**PROBLEM REQUIREMENTS:** Check every line of the entries that follow, and copy the ones containing "water".
[GIVEN ENTRIES — start]
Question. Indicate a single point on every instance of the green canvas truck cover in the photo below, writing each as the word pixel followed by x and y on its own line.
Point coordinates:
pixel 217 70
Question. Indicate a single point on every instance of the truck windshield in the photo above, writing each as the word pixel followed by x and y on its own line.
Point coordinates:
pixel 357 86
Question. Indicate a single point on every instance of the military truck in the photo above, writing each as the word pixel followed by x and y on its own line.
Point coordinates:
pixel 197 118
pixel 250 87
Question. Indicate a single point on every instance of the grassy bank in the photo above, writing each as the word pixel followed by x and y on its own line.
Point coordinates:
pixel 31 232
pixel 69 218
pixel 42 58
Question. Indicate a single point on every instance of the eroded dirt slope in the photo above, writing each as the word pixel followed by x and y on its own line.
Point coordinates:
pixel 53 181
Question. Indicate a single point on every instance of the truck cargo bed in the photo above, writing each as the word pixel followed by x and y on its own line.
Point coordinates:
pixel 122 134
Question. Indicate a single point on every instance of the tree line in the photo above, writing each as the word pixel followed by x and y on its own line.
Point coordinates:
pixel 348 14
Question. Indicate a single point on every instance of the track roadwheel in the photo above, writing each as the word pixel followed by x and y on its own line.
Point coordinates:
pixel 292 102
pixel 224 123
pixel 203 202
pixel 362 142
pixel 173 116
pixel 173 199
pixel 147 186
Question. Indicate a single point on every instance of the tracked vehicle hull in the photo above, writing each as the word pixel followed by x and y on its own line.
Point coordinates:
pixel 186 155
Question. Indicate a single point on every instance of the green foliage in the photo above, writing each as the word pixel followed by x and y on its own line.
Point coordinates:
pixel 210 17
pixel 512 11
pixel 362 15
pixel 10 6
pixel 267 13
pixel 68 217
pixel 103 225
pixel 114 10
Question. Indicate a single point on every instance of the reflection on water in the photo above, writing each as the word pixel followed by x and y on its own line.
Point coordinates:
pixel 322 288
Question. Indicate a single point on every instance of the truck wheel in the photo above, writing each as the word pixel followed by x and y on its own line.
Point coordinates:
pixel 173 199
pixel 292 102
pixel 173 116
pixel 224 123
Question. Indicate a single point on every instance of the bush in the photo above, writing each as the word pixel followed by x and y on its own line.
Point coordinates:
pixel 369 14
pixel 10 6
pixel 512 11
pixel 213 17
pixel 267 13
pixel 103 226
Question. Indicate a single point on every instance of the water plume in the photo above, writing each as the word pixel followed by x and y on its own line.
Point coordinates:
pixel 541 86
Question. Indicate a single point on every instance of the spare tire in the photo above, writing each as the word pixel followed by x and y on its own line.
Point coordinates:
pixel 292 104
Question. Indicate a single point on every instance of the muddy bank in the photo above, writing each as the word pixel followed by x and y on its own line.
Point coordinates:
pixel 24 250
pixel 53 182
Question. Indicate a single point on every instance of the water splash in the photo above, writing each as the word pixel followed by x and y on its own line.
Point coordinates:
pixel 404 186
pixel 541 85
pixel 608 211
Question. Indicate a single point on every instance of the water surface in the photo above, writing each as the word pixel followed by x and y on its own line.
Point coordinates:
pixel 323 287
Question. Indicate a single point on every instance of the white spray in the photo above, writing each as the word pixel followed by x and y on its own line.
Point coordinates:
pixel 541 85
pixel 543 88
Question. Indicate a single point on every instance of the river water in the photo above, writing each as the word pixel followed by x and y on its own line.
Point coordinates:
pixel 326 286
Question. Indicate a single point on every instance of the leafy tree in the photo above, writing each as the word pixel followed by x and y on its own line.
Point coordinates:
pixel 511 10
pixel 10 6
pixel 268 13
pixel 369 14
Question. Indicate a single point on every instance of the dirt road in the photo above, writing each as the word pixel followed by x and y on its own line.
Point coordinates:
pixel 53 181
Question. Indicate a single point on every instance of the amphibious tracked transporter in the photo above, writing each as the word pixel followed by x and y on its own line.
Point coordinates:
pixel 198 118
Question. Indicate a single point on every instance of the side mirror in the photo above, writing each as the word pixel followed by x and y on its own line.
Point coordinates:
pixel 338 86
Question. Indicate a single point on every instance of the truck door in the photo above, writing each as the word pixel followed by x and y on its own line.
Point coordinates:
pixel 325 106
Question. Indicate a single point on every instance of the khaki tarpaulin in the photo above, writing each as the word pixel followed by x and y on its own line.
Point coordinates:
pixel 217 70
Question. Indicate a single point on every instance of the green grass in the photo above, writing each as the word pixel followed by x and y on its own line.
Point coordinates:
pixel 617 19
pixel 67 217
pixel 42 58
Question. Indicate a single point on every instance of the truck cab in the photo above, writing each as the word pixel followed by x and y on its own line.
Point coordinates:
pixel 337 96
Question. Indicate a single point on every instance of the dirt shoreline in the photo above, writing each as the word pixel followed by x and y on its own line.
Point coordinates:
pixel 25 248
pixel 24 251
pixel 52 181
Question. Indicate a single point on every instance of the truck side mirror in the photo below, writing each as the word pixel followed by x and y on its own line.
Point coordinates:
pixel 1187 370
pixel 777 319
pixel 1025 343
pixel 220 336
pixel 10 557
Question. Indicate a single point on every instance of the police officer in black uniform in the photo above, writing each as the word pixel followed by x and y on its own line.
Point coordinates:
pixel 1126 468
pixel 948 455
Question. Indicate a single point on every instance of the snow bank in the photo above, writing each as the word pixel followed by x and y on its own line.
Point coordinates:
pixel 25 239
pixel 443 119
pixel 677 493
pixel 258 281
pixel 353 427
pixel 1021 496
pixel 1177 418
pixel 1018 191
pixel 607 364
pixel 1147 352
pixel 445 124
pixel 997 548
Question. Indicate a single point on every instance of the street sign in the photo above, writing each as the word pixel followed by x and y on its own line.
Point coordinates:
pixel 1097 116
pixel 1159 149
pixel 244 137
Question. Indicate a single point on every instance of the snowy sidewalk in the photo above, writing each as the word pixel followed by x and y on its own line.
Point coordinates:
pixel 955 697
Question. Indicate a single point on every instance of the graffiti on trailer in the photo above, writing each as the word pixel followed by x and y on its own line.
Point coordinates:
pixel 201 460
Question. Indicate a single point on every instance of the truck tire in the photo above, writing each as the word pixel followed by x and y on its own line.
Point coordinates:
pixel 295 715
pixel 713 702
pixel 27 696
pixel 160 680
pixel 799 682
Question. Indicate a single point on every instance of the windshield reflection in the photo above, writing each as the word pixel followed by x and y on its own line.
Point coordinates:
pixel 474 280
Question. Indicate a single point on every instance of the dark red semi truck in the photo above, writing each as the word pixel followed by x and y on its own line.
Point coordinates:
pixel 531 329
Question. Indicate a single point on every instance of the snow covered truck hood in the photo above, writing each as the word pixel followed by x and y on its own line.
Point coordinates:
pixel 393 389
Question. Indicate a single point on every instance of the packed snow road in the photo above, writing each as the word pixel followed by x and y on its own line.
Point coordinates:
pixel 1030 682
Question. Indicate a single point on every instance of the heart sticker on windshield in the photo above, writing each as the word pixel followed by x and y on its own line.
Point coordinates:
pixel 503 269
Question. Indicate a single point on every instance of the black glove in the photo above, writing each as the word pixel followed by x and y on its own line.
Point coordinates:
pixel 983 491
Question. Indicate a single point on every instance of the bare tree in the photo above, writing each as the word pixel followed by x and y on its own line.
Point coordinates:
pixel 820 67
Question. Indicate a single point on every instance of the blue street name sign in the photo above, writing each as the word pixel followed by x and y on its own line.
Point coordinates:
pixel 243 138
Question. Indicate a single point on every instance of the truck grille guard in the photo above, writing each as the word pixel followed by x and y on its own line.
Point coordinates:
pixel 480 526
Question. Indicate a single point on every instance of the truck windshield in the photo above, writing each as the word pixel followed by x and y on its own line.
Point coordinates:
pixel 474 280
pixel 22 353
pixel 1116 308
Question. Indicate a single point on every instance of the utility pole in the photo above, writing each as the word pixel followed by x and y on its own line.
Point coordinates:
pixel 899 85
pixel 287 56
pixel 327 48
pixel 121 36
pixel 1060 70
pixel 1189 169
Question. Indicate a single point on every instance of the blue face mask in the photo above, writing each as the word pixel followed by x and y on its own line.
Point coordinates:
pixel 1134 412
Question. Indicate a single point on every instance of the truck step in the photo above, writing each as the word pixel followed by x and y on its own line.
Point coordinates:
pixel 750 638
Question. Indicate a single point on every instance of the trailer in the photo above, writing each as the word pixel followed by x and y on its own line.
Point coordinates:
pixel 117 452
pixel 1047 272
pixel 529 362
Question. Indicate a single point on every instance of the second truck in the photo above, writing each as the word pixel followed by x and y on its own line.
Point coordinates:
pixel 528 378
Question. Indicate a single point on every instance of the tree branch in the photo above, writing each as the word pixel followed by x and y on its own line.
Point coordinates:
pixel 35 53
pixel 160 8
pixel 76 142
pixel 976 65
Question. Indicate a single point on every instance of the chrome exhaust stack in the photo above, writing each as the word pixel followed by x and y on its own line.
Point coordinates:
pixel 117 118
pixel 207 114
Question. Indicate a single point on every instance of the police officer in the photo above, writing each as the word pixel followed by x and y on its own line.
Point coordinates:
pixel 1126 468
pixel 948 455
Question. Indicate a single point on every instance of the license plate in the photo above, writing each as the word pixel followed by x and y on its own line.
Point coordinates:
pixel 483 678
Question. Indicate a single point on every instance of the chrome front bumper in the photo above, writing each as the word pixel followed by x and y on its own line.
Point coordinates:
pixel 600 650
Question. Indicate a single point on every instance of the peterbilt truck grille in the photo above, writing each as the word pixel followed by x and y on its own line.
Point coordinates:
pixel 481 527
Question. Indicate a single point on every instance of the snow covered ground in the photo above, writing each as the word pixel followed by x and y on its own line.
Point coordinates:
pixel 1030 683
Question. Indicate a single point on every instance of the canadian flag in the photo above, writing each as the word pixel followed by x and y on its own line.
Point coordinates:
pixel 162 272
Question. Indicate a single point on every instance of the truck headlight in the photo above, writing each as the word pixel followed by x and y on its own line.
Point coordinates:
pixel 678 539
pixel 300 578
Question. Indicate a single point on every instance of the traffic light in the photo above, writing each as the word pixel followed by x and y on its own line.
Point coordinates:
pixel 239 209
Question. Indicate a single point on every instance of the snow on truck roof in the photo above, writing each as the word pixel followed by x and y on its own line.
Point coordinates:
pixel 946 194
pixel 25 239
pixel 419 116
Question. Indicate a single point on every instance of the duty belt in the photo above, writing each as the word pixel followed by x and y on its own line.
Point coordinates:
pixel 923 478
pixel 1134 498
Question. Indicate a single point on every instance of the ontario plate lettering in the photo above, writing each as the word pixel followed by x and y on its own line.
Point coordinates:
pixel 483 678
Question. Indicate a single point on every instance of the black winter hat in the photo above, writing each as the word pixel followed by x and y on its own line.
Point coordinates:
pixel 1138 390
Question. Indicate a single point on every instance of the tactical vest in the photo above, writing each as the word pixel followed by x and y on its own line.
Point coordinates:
[GIVEN ENTRIES — finish]
**FINISHED EXERCISE:**
Question. Indicate a single point on every instance of the reflection on water in the photo above, writing each as the word pixel followed by x and y on its own line.
Question. Indicate a single point on every instance of the water plume in the photo above, writing each as the word pixel followed by x and y on its own line.
Question. Indicate a single point on every instance of the water splash in the photo above, writing each as the word pixel followed by x and y on its own line.
Question. Indicate a single point on every instance of the water surface in the photo above, writing each as the word pixel followed by x and y on its own line.
Question. Indicate a single point on every instance of the river water in the photo above, writing each as the word pixel followed by x and y on its own line.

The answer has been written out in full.